◆ Required work
Please rewrite all the rows below as a numbered list, leaving out any blank lines.

-- Start Supplied material --

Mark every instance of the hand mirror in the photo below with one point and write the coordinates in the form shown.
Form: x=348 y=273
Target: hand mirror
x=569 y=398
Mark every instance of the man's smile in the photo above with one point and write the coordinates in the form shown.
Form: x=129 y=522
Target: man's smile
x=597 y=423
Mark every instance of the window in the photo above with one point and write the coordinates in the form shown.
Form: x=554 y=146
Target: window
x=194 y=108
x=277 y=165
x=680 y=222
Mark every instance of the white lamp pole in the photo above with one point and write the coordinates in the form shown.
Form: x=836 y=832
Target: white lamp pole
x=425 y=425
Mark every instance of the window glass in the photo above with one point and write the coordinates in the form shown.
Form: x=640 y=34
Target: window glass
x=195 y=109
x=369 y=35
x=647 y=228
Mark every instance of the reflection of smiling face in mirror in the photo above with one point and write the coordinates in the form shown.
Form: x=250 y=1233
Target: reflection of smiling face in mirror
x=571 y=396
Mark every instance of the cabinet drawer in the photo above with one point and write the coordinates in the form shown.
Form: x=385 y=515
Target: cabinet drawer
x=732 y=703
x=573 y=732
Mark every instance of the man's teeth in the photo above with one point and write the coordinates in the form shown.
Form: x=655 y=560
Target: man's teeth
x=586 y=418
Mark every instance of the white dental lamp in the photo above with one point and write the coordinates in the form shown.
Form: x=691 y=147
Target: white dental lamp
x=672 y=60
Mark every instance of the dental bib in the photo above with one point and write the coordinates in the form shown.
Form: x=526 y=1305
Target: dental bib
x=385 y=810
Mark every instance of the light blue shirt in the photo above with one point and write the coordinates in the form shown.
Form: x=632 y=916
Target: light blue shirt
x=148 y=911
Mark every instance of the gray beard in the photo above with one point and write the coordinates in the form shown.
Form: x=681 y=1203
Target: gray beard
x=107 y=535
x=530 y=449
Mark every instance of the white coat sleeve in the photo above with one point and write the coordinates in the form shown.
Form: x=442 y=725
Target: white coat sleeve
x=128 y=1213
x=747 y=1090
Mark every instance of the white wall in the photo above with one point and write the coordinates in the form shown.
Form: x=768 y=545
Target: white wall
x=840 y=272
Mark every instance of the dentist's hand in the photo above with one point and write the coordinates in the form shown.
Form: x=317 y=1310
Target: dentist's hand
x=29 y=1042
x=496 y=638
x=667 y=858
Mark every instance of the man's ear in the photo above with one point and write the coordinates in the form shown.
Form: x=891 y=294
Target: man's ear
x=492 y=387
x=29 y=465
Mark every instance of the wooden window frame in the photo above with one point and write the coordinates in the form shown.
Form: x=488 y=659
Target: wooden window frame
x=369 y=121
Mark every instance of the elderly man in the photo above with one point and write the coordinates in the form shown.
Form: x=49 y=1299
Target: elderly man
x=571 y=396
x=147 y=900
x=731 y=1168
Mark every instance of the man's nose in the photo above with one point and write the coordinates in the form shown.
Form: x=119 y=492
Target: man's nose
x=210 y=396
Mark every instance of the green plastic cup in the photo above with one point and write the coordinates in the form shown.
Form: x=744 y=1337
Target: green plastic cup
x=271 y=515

-- End Supplied material --

◆ Final result
1. Mark every instance of the hand mirror in the photo below with one point and write the coordinates in the form shown.
2. Form: x=348 y=273
3. Target: hand mirror
4. x=569 y=398
5. Mark every instance of the man's smile in the photo above with one point and write the coordinates in the form shown.
6. Form: x=129 y=522
7. Target: man's smile
8. x=597 y=423
9. Mark every instance of the window in the photo above with one point and write the coordinates in the form shown.
10. Form: x=554 y=146
11. Target: window
12. x=194 y=108
13. x=277 y=165
14. x=680 y=222
15. Mark every instance of the white lamp pole in the photo above with one point and write the coordinates in the form shown.
16. Form: x=836 y=832
17. Target: white lamp pole
18. x=425 y=425
19. Mark every instance of the window glass in the photo above with one point and write the coordinates in the form shown.
20. Form: x=640 y=34
21. Target: window glass
22. x=195 y=109
23. x=369 y=35
24. x=647 y=228
25. Mark every instance of the reflection of smiling face in mirror in the photo above with one point and write the coordinates in the form shown.
26. Form: x=250 y=1233
27. Target: reflection of smiling face in mirror
28. x=571 y=396
29. Mark every instance of the cabinet drawer in the photo above with one point and write the coordinates in the form shown.
30. Form: x=385 y=515
31. Target: cabinet drawer
32. x=732 y=703
33. x=573 y=732
34. Mark every instance of the man's teeth in the photo above with one point and write the coordinates in the form shown.
35. Form: x=655 y=560
36. Target: man's teeth
37. x=586 y=418
38. Mark every instance of the white dental lamp in the photo above with one point and write the coordinates in the form shown.
39. Form: x=691 y=147
40. Target: white dental lamp
41. x=672 y=60
42. Mark every instance of the dental bib in the photo above with one point and write the coordinates in the form shown.
43. Form: x=526 y=1305
44. Target: dental bib
45. x=385 y=810
46. Mark every instance of the light blue shirt in the photo above with one point and write the coordinates in the form shown.
47. Form: x=632 y=916
48. Target: light blue shirt
49. x=148 y=911
50. Mark every instance of the gray beard in the photo above with one point and write the coordinates in the form shown.
51. Form: x=681 y=1203
52. Target: gray beard
53. x=107 y=535
54. x=530 y=449
55. Mark every instance of the white coat sleeve in the photo above with one point and write the coordinates in the form shown.
56. Form: x=442 y=725
57. Target: white coat sleeve
58. x=128 y=1213
59. x=747 y=1090
60. Mark every instance of the white wall in the photo above with one point and write the coordinates in the form shown.
61. Form: x=768 y=545
62. Target: white wall
63. x=840 y=272
64. Mark every instance of the dentist's hand in the photo above with one point and write the coordinates in the form shown.
65. Form: x=317 y=1310
66. Target: dentist's hand
67. x=29 y=1042
68. x=496 y=638
69. x=667 y=858
70. Mark every instance of the man's ear in the photo above with one point and write the coordinates in the form shown.
71. Form: x=891 y=294
72. Target: man's ear
73. x=492 y=387
74. x=29 y=465
75. Mark every instance of the wooden window frame in the photo above with one point and write the coordinates in the form shown.
76. Form: x=488 y=659
77. Target: wooden window frame
78. x=369 y=121
79. Mark every instance of the elderly man in the photo above with one point and write the coordinates in the form shown.
80. Form: x=49 y=1299
81. Target: elderly man
82. x=571 y=396
83. x=147 y=900
84. x=731 y=1168
85. Mark every instance of the man's nose in the photo above with one point and write the coordinates in the form shown.
86. Form: x=119 y=492
87. Target: man's nose
88. x=210 y=396
89. Mark every instance of the green plastic cup in the photo above with one point and write the coordinates in the form shown.
90. Form: x=744 y=1337
91. Target: green plastic cup
92. x=271 y=515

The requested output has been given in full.